• [EXERCISE INSTRUCTIONS]
1. Update the passage on moral busybodies, from "A better description" up to and including "the last century.", so that "righteous nag" replaces "virtuous scold".
2. In the passage on moral busybodies, what figure has today's totalitarianism put in place of the strongman?

• [PROVIDED PASSAGE]
In the middle of the 20th century, when Nazism had only just been vanquished and Soviet Communism was still on the march, C. S. Lewis could already see the next permutation of tyranny appearing on the horizon of the 21st century:
Of all tyrannies, a tyranny sincerely exercised for the good of its victims may be the most oppressive. It would be better to live under robber barons than under omnipotent moral busybodies. The robber baron’s cruelty may sometimes sleep, his cupidity may at some point be satiated; but those who torment us for our own good will torment us without end for they do so with the approval of their own conscience. They may be more likely to go to Heaven yet at the same time likelier to make a Hell of earth. This very kindness stings with intolerable insult. To be “cured” against one’s will and cured of states which we may not regard as disease is to be put on a level of those who have not yet reached the age of reason or those who never will; to be classed with infants, imbeciles, and domestic animals.
A better description of the pencil-pushing, bureaucratic middle-managers of the moral life who have come to dominate our administrative institutions one could never hope to read.
The totalitarianism of today is soft around the edges. It’s a gentler kind of tyranny that seeks to helicopter-parent its victims into submission. It has replaced the figure of the strongman with that of the virtuous scold, who promises to accomplish through sheer force of relentless, haranguing activism what armed revolution failed to deliver during the last century.
And so we shouldn’t be surprised to discover the vanguard of these new tyrants advancing on our elementary schools. After all, the duties of a public-school administrator are catnip for would-be revolutionaries of the new stripe. Men and women of this profession get paid to act as “omnipotent moral busybodies” who manage and prop up “a tyranny sincerely exercised for the good of its victims,” which is sadly what our progressive, state-monopolized education system has become.

• [SUPPLIED DATA]
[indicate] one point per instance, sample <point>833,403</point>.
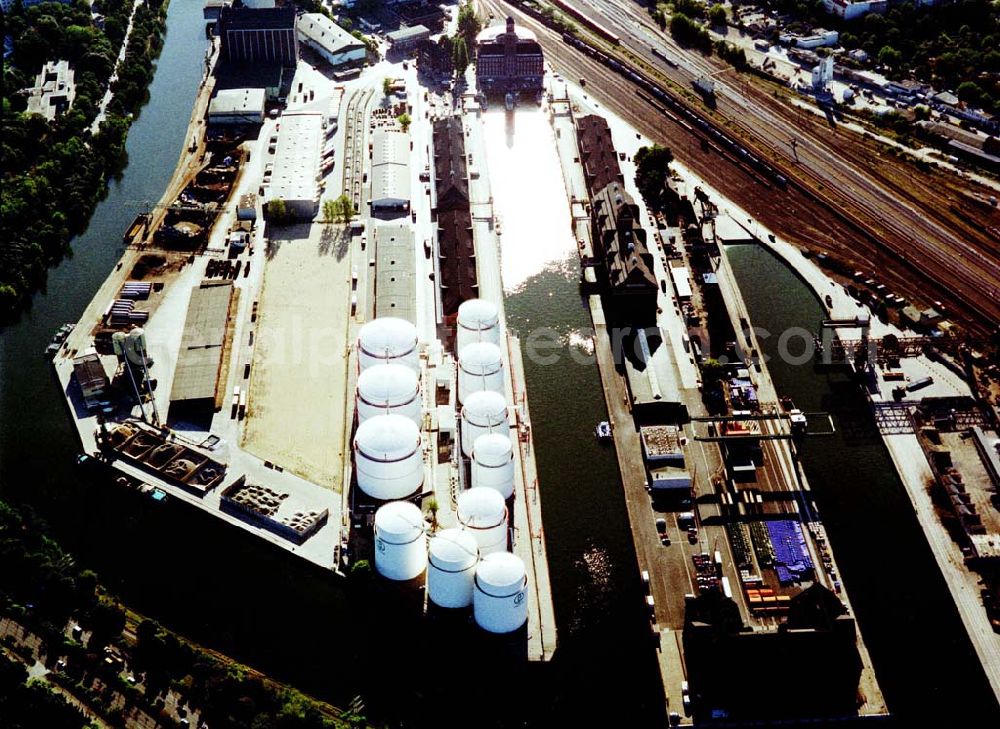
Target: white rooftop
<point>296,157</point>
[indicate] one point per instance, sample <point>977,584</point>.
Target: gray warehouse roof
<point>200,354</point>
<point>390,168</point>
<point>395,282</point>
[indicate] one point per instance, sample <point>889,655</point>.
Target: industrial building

• [EXERCISE RESULTS]
1.
A better description of the pencil-pushing, bureaucratic middle-managers of the moral life who have come to dominate our administrative institutions one could never hope to read.
The totalitarianism of today is soft around the edges. It’s a gentler kind of tyranny that seeks to helicopter-parent its victims into submission. It has replaced the figure of the strongman with that of the righteous nag, who promises to accomplish through sheer force of relentless, haranguing activism what armed revolution failed to deliver during the last century.

2. The virtuous scold.